*ACTIONS TO TAKE*.
a – Write out the hair-and-nails comment thread word for word. Begin at the words "thumbi7, water is" and stop after "and commenting! :)".
b – In the hair-and-nails comment thread, what is the minimum amount of water everyone must drink each day?
c – Proceed with the hair-and-nails comment thread, continuing from its final sentence.

*EXCERPTED PASSAGE*.
┄┄┄┄┄┄┄┄┄┄┄┄┄┄┄┄┄┄┄┄

Linda Chechar (author) from Arizona on November 20, 2012:

Carol, I'm so glad you found this Hub useful. I've found that over the past year or so my hair has definitely thinned -- although I've always had thin hair. Unfortunately, another by-product of getting older. Luckily, there are things we can do to minimize those effects. Thanks for the vote and share! :)

Linda Chechar (author) from Arizona on November 20, 2012:

thumbi7, water is definitely a cure-all for any number of health issues! You're correct, it doesn't matter whether you live in an arid climate (like me) or in the tropics (like you), we all must drink at least 2.2 to 3 liters each day. Thanks for reading and commenting! :)

Linda Chechar (author) from Arizona on November 20, 2012:

GoodLady, I'm sorry to hear about the problems you are having with your hair and nails. Hair loss and weak nails are very disturbing conditions that can be caused by a number of medical conditions as well as the aging process. Hopefully your doctor will be able to diagnose the exact cause and prescribe a treatment that helps. I'm glad you found my Hub to be of use. Take care and let me know how things progress.

carol stanley from Arizona on November 20, 2012:

One more thing about getting older..However, there are solutions for these aging signs. So far the hair is okay and the nails okay...But obviously not like many years ago. I really like this hub and found the information useful..bookmarking, voting up and sharing on facebook.

JR Krishna from India on November 20, 2012:

Good informative hub.

As you said, drinking lot of water can minimise a number of problems.

┄┄┄┄┄┄┄┄┄┄┄┄┄┄┄┄┄┄┄┄

*DATA SECTION*.
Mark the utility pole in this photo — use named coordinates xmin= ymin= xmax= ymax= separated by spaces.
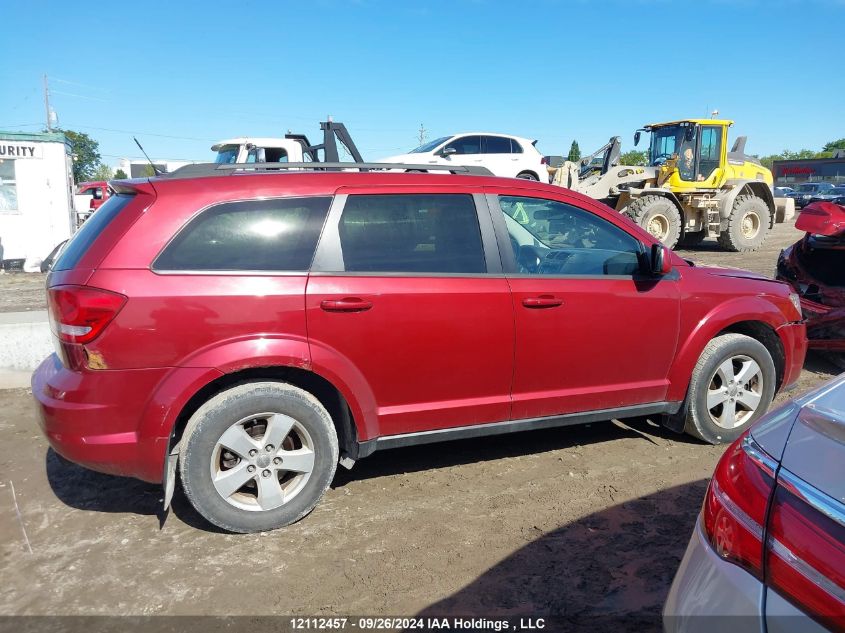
xmin=44 ymin=74 xmax=53 ymax=132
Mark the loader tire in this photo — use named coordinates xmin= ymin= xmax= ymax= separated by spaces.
xmin=678 ymin=231 xmax=707 ymax=248
xmin=718 ymin=195 xmax=771 ymax=253
xmin=624 ymin=196 xmax=683 ymax=248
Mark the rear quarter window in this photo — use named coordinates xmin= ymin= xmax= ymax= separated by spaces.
xmin=53 ymin=191 xmax=135 ymax=270
xmin=153 ymin=197 xmax=331 ymax=272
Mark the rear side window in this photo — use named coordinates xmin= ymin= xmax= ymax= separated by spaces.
xmin=53 ymin=192 xmax=134 ymax=270
xmin=153 ymin=197 xmax=331 ymax=271
xmin=443 ymin=136 xmax=481 ymax=154
xmin=482 ymin=136 xmax=511 ymax=154
xmin=339 ymin=194 xmax=487 ymax=273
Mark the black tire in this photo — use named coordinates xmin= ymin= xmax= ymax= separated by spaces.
xmin=179 ymin=382 xmax=338 ymax=532
xmin=684 ymin=334 xmax=776 ymax=444
xmin=718 ymin=195 xmax=771 ymax=253
xmin=678 ymin=231 xmax=707 ymax=248
xmin=624 ymin=196 xmax=683 ymax=248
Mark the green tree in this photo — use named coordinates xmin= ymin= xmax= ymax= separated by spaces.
xmin=822 ymin=138 xmax=845 ymax=153
xmin=92 ymin=163 xmax=114 ymax=180
xmin=619 ymin=149 xmax=648 ymax=165
xmin=56 ymin=130 xmax=100 ymax=182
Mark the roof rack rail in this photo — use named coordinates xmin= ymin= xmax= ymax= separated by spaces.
xmin=159 ymin=162 xmax=493 ymax=178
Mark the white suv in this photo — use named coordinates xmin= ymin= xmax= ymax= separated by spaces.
xmin=378 ymin=132 xmax=549 ymax=182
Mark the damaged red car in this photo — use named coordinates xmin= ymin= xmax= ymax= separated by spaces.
xmin=777 ymin=202 xmax=845 ymax=369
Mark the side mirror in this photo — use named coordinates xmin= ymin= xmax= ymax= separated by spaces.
xmin=649 ymin=244 xmax=672 ymax=275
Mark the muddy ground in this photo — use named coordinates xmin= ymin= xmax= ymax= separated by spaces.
xmin=0 ymin=218 xmax=833 ymax=631
xmin=0 ymin=273 xmax=47 ymax=312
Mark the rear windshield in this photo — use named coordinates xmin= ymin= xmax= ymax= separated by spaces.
xmin=53 ymin=194 xmax=135 ymax=270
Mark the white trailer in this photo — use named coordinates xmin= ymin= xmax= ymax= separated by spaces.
xmin=0 ymin=132 xmax=76 ymax=263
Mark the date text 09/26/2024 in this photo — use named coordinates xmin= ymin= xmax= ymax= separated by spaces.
xmin=290 ymin=617 xmax=546 ymax=631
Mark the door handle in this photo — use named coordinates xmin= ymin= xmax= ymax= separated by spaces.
xmin=320 ymin=297 xmax=373 ymax=312
xmin=522 ymin=295 xmax=563 ymax=308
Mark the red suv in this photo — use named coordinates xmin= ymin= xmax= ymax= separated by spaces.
xmin=32 ymin=166 xmax=806 ymax=532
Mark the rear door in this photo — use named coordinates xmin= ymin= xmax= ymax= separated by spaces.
xmin=306 ymin=187 xmax=514 ymax=439
xmin=755 ymin=377 xmax=845 ymax=633
xmin=488 ymin=188 xmax=679 ymax=419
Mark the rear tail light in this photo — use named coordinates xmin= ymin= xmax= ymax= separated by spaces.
xmin=766 ymin=465 xmax=845 ymax=631
xmin=703 ymin=431 xmax=776 ymax=580
xmin=47 ymin=286 xmax=126 ymax=344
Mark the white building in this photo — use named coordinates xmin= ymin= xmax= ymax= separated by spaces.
xmin=0 ymin=132 xmax=75 ymax=260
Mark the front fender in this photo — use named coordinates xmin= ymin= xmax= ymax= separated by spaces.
xmin=667 ymin=295 xmax=787 ymax=402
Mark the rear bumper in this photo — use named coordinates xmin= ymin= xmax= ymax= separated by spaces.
xmin=777 ymin=323 xmax=807 ymax=390
xmin=663 ymin=516 xmax=765 ymax=633
xmin=32 ymin=354 xmax=168 ymax=483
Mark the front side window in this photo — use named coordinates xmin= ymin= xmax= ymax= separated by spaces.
xmin=649 ymin=125 xmax=684 ymax=165
xmin=408 ymin=136 xmax=449 ymax=154
xmin=443 ymin=136 xmax=481 ymax=154
xmin=339 ymin=194 xmax=486 ymax=273
xmin=499 ymin=196 xmax=641 ymax=275
xmin=154 ymin=197 xmax=331 ymax=272
xmin=484 ymin=136 xmax=511 ymax=154
xmin=696 ymin=125 xmax=722 ymax=181
xmin=214 ymin=145 xmax=240 ymax=164
xmin=0 ymin=158 xmax=18 ymax=213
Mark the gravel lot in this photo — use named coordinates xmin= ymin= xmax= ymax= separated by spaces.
xmin=0 ymin=273 xmax=47 ymax=312
xmin=0 ymin=217 xmax=833 ymax=630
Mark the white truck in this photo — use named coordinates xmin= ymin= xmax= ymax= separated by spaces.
xmin=211 ymin=120 xmax=364 ymax=164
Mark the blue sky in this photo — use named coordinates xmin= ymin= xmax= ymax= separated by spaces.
xmin=0 ymin=0 xmax=845 ymax=165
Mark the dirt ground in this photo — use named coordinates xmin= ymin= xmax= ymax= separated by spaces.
xmin=0 ymin=273 xmax=47 ymax=312
xmin=0 ymin=218 xmax=833 ymax=631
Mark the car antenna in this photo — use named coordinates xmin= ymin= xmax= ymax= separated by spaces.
xmin=132 ymin=136 xmax=162 ymax=176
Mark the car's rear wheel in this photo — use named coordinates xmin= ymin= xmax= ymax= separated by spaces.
xmin=180 ymin=382 xmax=338 ymax=532
xmin=685 ymin=333 xmax=776 ymax=444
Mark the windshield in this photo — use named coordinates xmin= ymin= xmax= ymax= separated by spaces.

┄┄┄┄┄┄┄┄┄┄┄┄┄┄┄┄┄┄┄┄

*RESPONSES TO THE EXERCISE*.
a –
thumbi7, water is definitely a cure-all for any number of health issues! You're correct, it doesn't matter whether you live in an arid climate (like me) or in the tropics (like you), we all must drink at least 2.2 to 3 liters each day. Thanks for reading and commenting! :)

b – At least 2.2 to 3 liters.

c –
We live in tropics and actually we need to take at least 3 to 4 litres of water a day

Thanks for sharing

Penelope Hart from Rome, Italy on November 20, 2012:

Pleased I read your Hub this morning. It's depressing but I'm losing my hair and my nails are very weak. I'll try your extra virgin olive oil treatment for nails. I'm putting a product the dermatologist suggested on my scalp. BioClin. It doesn't seem to be working - and the way it's applied is very complicated. I'm washing my hair with a Bio Clin shampoo and taking their vitamins. Hopefully things will improve. You have many suggestions though that I will read again and take to heart and take you up on them. Many thanks.

Voting and sharing.

Linda Chechar (author) from Arizona on November 19, 2012:

I love buffer blocks and I am a firm believer of shorter nails and no polish. Happy you liked this Hub, Jackie! :)

Jackie Lynnley from the beautiful south on November 19, 2012:

I am aware of all this from my mom. I finally convinced her to go with the short manicured nail that was manageable and really make the hands look much more attractive. Sure wish I had known about the buffer blocks then, those are great to take away the bumps and ridges in nails.